Windows Vista - like Windows Me and Windows XP - includes System Restore (now part of Vista's System Protection) (Figure), that automatically backs up registry and system files whenever you install new software or drivers.

System Restore enables you to restore your computer to an earlier state without losing (user) data. You would typically use System Restore if your computer is not operating well because of a configuration change, a problem with a new software installation, or other problems that make your computer behave erratically. By restoring your computer to an earlier (restore) point (from a date prior to your computer starting to display problems), you may be able to easily resolve the problem. System Restore automatically creates easily identifiable restore points, and can also create your own manually if you want.

Note: You should realize that software which has been installed since the restore point was made (the point back in time you are restoring your computer to) will be removed.

You can access System Restore in various ways, but one of the fastest ways (to find anything on your computer) is by typing restore in the Start Search box on Vista's Start menu, which will list a shortcut to system restore on Vista's menu (Figure). From here you can either choose to restore your computer to a previous restore point, or to create a new restore point. In Vista, the last restore will always be offered as a Recommended restore, but you can also choose your own by clicking Choose a different restore point.

System Restore

If you can't even get into windows, you can boot off Vista's installation DvD, and choose the Repair your computer option on the lower left hand side on the menu. This will let you choose System Restore from the System Recovery dialog. After a little while you will see the same screen to choose a restore point that you would see when you would start system restore from Windows.

# Provided data
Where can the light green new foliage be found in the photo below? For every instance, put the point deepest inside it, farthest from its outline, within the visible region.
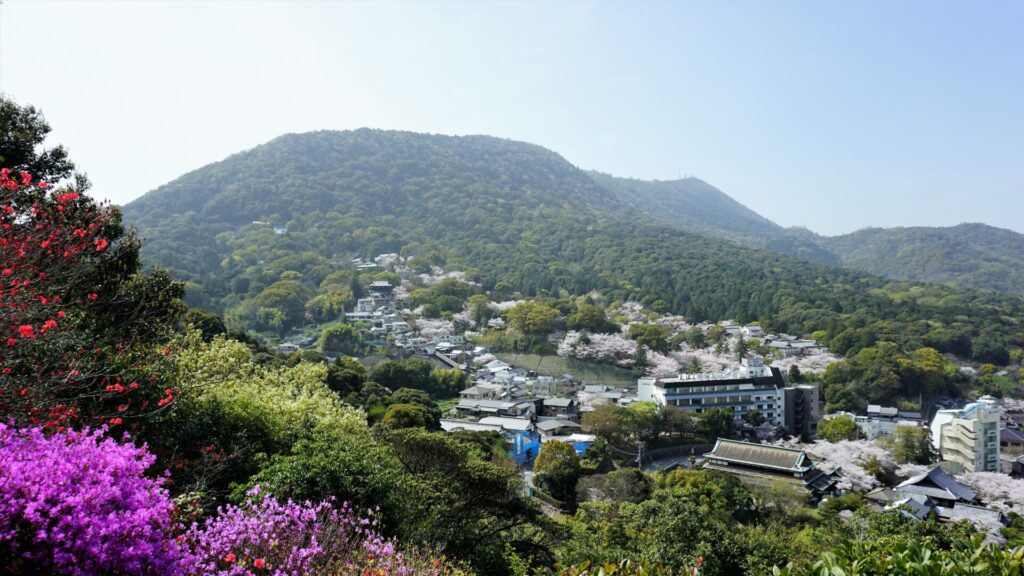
(288, 400)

# Written instruction 1
Revise the System Restore passage by writing out everything from "System Restore enables" down to "will be removed.", with "erratically" changed to "unpredictably".
# Written instruction 2
In the System Restore passage, which files does System Restore automatically back up when new software or drivers are installed?

# Worked answer 1
System Restore enables you to restore your computer to an earlier state without losing (user) data. You would typically use System Restore if your computer is not operating well because of a configuration change, a problem with a new software installation, or other problems that make your computer behave unpredictably. By restoring your computer to an earlier (restore) point (from a date prior to your computer starting to display problems), you may be able to easily resolve the problem. System Restore automatically creates easily identifiable restore points, and can also create your own manually if you want.

Note: You should realize that software which has been installed since the restore point was made (the point back in time you are restoring your computer to) will be removed.

# Worked answer 2
Registry and system files.